• **PROBLEM REQUIREMENTS**
Read the entries below and pull out each line with the string "texture".

• **DATA RECORDS**
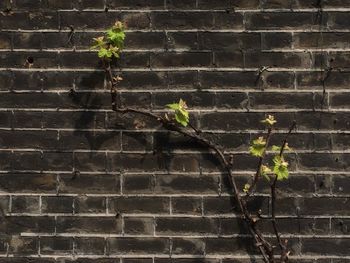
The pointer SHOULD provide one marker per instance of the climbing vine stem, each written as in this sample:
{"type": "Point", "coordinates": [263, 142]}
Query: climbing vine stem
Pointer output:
{"type": "Point", "coordinates": [109, 47]}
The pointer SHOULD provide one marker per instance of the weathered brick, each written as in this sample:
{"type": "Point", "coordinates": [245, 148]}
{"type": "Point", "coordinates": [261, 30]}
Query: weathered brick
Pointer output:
{"type": "Point", "coordinates": [314, 246]}
{"type": "Point", "coordinates": [13, 225]}
{"type": "Point", "coordinates": [56, 245]}
{"type": "Point", "coordinates": [138, 245]}
{"type": "Point", "coordinates": [29, 20]}
{"type": "Point", "coordinates": [182, 20]}
{"type": "Point", "coordinates": [86, 246]}
{"type": "Point", "coordinates": [21, 246]}
{"type": "Point", "coordinates": [89, 204]}
{"type": "Point", "coordinates": [188, 59]}
{"type": "Point", "coordinates": [28, 182]}
{"type": "Point", "coordinates": [276, 40]}
{"type": "Point", "coordinates": [186, 205]}
{"type": "Point", "coordinates": [193, 246]}
{"type": "Point", "coordinates": [85, 183]}
{"type": "Point", "coordinates": [283, 20]}
{"type": "Point", "coordinates": [125, 4]}
{"type": "Point", "coordinates": [187, 226]}
{"type": "Point", "coordinates": [25, 204]}
{"type": "Point", "coordinates": [57, 204]}
{"type": "Point", "coordinates": [130, 205]}
{"type": "Point", "coordinates": [139, 226]}
{"type": "Point", "coordinates": [88, 224]}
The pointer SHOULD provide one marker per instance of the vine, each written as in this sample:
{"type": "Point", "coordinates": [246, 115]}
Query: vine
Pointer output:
{"type": "Point", "coordinates": [177, 119]}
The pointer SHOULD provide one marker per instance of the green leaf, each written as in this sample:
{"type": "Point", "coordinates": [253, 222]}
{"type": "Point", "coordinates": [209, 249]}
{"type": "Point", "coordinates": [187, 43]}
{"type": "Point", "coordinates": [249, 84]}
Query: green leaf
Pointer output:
{"type": "Point", "coordinates": [270, 120]}
{"type": "Point", "coordinates": [280, 168]}
{"type": "Point", "coordinates": [181, 118]}
{"type": "Point", "coordinates": [116, 37]}
{"type": "Point", "coordinates": [173, 106]}
{"type": "Point", "coordinates": [99, 43]}
{"type": "Point", "coordinates": [265, 171]}
{"type": "Point", "coordinates": [276, 148]}
{"type": "Point", "coordinates": [258, 147]}
{"type": "Point", "coordinates": [181, 114]}
{"type": "Point", "coordinates": [102, 53]}
{"type": "Point", "coordinates": [246, 188]}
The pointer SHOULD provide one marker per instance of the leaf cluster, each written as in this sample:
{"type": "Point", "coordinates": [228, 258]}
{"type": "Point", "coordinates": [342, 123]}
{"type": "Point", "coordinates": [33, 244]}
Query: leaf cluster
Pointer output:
{"type": "Point", "coordinates": [111, 44]}
{"type": "Point", "coordinates": [279, 166]}
{"type": "Point", "coordinates": [180, 112]}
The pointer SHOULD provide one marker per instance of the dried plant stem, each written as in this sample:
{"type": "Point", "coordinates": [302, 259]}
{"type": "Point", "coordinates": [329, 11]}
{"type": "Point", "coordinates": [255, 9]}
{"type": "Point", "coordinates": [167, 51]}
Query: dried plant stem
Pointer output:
{"type": "Point", "coordinates": [265, 247]}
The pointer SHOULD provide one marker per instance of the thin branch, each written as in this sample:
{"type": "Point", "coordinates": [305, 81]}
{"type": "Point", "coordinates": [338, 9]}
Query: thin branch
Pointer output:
{"type": "Point", "coordinates": [264, 246]}
{"type": "Point", "coordinates": [282, 246]}
{"type": "Point", "coordinates": [261, 160]}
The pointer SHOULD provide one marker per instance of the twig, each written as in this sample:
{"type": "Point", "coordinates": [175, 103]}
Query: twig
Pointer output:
{"type": "Point", "coordinates": [284, 252]}
{"type": "Point", "coordinates": [261, 160]}
{"type": "Point", "coordinates": [263, 245]}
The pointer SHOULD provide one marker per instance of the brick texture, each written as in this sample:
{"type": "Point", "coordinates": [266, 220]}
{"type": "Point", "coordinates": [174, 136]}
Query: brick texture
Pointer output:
{"type": "Point", "coordinates": [81, 184]}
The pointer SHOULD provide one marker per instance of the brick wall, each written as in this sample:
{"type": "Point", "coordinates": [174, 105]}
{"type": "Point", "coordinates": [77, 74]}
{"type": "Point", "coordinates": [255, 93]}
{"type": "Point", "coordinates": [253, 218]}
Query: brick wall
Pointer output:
{"type": "Point", "coordinates": [81, 184]}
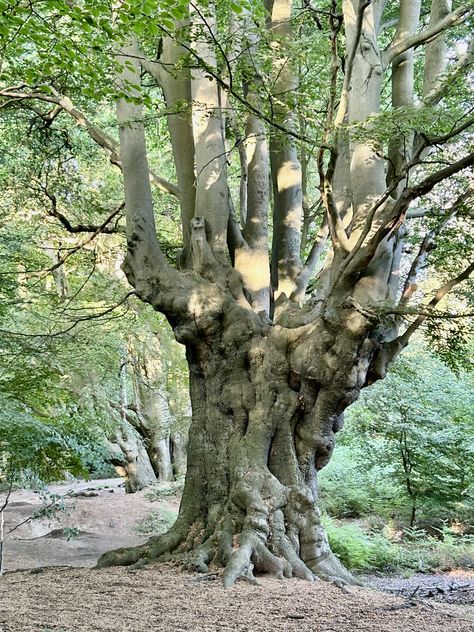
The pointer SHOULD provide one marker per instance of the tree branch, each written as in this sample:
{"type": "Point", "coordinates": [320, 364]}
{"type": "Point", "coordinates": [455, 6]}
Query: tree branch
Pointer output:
{"type": "Point", "coordinates": [98, 136]}
{"type": "Point", "coordinates": [455, 17]}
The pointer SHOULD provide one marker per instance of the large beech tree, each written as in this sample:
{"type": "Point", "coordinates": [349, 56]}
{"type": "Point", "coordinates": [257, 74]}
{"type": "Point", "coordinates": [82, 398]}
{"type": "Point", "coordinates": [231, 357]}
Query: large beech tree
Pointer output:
{"type": "Point", "coordinates": [288, 301]}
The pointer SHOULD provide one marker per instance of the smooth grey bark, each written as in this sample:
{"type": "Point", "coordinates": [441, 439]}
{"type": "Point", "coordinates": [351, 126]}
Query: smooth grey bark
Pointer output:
{"type": "Point", "coordinates": [129, 457]}
{"type": "Point", "coordinates": [268, 395]}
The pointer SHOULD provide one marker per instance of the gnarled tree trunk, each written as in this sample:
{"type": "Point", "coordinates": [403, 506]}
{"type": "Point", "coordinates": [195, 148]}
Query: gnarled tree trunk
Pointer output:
{"type": "Point", "coordinates": [270, 379]}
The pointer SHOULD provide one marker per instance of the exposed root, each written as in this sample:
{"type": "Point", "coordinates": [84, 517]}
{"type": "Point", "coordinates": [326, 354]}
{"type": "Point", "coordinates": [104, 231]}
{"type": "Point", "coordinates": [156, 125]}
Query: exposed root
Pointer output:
{"type": "Point", "coordinates": [138, 556]}
{"type": "Point", "coordinates": [262, 539]}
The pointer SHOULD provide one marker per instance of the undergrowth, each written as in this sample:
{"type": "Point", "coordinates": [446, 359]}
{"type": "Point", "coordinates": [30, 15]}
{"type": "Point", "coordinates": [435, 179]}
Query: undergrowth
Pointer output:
{"type": "Point", "coordinates": [364, 550]}
{"type": "Point", "coordinates": [156, 522]}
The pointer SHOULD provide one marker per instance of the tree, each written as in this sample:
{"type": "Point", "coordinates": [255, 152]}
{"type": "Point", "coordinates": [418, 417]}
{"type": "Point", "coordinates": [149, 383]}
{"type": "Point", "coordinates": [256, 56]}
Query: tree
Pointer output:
{"type": "Point", "coordinates": [277, 346]}
{"type": "Point", "coordinates": [420, 421]}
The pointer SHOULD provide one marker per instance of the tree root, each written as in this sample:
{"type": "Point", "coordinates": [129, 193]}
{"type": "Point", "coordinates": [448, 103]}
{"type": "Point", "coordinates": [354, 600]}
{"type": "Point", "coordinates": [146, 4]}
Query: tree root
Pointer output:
{"type": "Point", "coordinates": [260, 540]}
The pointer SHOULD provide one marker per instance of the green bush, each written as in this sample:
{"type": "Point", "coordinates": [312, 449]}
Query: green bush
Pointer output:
{"type": "Point", "coordinates": [359, 550]}
{"type": "Point", "coordinates": [156, 522]}
{"type": "Point", "coordinates": [349, 491]}
{"type": "Point", "coordinates": [165, 490]}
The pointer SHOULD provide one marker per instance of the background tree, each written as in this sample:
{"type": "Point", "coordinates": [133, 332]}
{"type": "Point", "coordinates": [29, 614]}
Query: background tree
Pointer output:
{"type": "Point", "coordinates": [415, 430]}
{"type": "Point", "coordinates": [270, 372]}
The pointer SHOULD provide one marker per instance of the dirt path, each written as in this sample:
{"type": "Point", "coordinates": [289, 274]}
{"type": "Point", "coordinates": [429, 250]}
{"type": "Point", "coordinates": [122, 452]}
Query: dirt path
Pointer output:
{"type": "Point", "coordinates": [99, 516]}
{"type": "Point", "coordinates": [164, 598]}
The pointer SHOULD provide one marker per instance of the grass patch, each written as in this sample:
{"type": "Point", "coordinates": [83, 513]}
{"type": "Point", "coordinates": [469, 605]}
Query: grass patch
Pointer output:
{"type": "Point", "coordinates": [364, 550]}
{"type": "Point", "coordinates": [165, 490]}
{"type": "Point", "coordinates": [156, 522]}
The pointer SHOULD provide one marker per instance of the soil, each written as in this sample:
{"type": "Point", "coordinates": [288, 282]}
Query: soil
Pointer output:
{"type": "Point", "coordinates": [163, 598]}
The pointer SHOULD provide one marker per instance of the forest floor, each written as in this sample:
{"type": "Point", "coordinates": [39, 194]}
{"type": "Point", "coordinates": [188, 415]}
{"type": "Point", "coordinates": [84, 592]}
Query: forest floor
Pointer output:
{"type": "Point", "coordinates": [44, 590]}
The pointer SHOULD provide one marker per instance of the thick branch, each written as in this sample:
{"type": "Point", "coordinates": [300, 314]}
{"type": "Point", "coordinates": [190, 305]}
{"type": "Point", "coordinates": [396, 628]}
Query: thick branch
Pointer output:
{"type": "Point", "coordinates": [455, 17]}
{"type": "Point", "coordinates": [426, 246]}
{"type": "Point", "coordinates": [98, 136]}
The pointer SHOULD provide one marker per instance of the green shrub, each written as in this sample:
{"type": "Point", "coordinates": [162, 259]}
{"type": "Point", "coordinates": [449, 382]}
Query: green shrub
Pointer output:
{"type": "Point", "coordinates": [156, 522]}
{"type": "Point", "coordinates": [165, 490]}
{"type": "Point", "coordinates": [359, 550]}
{"type": "Point", "coordinates": [349, 491]}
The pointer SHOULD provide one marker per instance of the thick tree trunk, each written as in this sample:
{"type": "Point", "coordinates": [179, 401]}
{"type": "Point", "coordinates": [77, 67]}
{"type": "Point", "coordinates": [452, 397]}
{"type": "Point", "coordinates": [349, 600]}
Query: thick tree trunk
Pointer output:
{"type": "Point", "coordinates": [265, 411]}
{"type": "Point", "coordinates": [130, 459]}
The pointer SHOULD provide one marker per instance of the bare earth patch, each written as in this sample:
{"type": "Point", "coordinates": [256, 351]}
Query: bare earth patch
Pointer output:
{"type": "Point", "coordinates": [164, 598]}
{"type": "Point", "coordinates": [100, 512]}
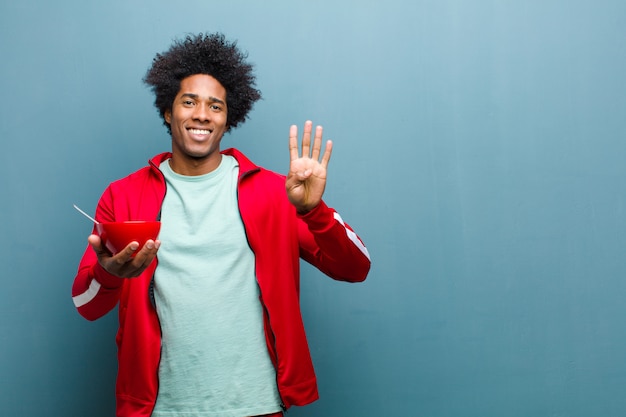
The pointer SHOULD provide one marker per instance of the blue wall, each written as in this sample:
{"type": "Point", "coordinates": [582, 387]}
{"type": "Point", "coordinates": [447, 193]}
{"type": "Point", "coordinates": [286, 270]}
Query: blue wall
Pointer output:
{"type": "Point", "coordinates": [479, 152]}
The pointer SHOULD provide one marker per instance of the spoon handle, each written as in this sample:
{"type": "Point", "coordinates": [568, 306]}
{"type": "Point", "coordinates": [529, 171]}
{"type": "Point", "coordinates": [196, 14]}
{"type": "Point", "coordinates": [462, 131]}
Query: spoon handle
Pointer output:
{"type": "Point", "coordinates": [86, 215]}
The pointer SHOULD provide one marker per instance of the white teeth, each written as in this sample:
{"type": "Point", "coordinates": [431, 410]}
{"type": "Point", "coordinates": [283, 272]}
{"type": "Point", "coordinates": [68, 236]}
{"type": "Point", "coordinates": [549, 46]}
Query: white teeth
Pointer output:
{"type": "Point", "coordinates": [199, 131]}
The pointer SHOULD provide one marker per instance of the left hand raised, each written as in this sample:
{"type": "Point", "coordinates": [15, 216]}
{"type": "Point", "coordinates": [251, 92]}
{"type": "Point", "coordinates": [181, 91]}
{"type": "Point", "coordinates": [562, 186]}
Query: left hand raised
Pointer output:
{"type": "Point", "coordinates": [306, 179]}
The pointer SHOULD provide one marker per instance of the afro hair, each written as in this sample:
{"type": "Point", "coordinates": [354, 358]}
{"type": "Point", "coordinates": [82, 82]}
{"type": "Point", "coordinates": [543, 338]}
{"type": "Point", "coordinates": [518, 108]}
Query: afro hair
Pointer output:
{"type": "Point", "coordinates": [209, 54]}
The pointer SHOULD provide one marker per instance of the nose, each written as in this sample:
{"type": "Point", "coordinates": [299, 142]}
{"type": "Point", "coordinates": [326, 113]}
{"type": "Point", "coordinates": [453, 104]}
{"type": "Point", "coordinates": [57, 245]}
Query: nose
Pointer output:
{"type": "Point", "coordinates": [201, 112]}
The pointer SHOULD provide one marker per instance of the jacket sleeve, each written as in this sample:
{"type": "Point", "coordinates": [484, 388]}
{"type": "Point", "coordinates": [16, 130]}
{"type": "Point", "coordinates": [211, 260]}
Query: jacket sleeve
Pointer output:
{"type": "Point", "coordinates": [331, 245]}
{"type": "Point", "coordinates": [95, 292]}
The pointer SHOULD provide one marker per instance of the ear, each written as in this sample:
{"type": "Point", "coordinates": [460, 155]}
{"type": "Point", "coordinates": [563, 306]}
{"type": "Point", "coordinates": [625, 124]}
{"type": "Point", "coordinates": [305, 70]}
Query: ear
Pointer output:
{"type": "Point", "coordinates": [168, 116]}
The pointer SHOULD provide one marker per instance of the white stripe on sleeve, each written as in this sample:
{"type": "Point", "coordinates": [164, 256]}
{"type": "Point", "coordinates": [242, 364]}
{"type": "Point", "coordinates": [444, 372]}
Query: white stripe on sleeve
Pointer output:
{"type": "Point", "coordinates": [353, 237]}
{"type": "Point", "coordinates": [82, 299]}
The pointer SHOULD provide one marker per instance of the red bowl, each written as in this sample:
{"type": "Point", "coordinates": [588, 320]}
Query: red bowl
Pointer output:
{"type": "Point", "coordinates": [117, 235]}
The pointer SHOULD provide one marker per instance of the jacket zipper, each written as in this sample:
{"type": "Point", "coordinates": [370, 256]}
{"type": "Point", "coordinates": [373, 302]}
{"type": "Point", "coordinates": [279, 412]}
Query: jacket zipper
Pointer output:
{"type": "Point", "coordinates": [266, 312]}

• **YOUR SOLUTION**
The pointer SHOULD provide one marker per instance of the brick texture, each written as in this sample:
Query: brick texture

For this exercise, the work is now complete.